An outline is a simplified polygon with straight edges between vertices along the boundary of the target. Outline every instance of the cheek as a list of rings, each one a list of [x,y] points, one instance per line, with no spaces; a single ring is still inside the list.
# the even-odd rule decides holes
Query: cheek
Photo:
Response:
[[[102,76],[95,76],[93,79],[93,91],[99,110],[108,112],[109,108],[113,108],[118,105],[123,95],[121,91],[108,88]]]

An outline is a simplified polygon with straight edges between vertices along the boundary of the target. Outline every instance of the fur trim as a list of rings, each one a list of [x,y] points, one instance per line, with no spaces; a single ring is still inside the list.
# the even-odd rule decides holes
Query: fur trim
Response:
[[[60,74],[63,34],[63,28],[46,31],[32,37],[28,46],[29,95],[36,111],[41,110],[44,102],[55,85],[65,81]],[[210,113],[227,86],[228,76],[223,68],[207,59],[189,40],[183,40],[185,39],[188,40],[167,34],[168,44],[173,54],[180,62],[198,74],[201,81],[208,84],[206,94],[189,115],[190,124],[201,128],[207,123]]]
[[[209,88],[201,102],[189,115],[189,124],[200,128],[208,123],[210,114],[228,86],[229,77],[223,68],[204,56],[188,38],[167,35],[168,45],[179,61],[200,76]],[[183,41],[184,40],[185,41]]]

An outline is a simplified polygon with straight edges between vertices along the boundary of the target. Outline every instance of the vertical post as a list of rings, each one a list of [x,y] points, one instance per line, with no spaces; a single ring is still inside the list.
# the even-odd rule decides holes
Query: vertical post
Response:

============

WHAT THE TASK REQUIRES:
Please give every line of the material above as a Markdown table with the columns Row and Line, numbering each row and leaving out blank lines.

SOLUTION TO THIS TASK:
| Row | Line |
|---|---|
| 1 | An outline is a simplified polygon with straight edges between vertices along the boundary of the target. Outline every instance of the cheek as a list of rings, each one a list of [x,y] points, one instance per line, with no spaces; a single ring is still inside the list. |
| 2 | # the even-odd rule decides holes |
| 3 | Query: cheek |
| 4 | Photo: |
| 5 | Response: |
| 6 | [[[102,76],[95,76],[93,79],[93,91],[99,110],[108,112],[109,108],[113,108],[118,105],[123,95],[121,91],[108,88]]] |
| 7 | An outline is a simplified polygon with straight edges between vertices along the boundary of the target. Outline every instance of the fur trim as a list of rings, each one a list of [x,y] points, one instance per line, with no spaces; a single ring is still inside the list. |
| 8 | # the even-odd rule decides holes |
| 9 | Query: fur trim |
| 10 | Response: |
| 11 | [[[60,74],[63,34],[63,28],[46,31],[32,37],[28,46],[29,95],[36,111],[41,110],[44,102],[55,85],[65,81]],[[210,113],[227,86],[228,76],[223,68],[207,59],[189,40],[183,40],[185,39],[188,40],[167,34],[168,44],[173,54],[180,62],[198,74],[201,81],[208,84],[206,94],[189,115],[190,124],[201,128],[207,123]]] |
| 12 | [[[209,88],[201,102],[189,115],[189,124],[200,128],[208,123],[210,114],[228,86],[229,77],[223,68],[204,56],[188,38],[167,35],[168,45],[179,61],[200,76]],[[183,41],[184,40],[185,41]]] |
| 13 | An outline is a simplified polygon with straight edges between vertices along the boundary of the target. Outline every instance of the vertical post as a list of rings, each one a list of [x,y] points, one instance per line, with no spaces; a single ring is still inside the list. |
| 14 | # the even-odd rule decides holes |
| 15 | Query: vertical post |
| 16 | Response: |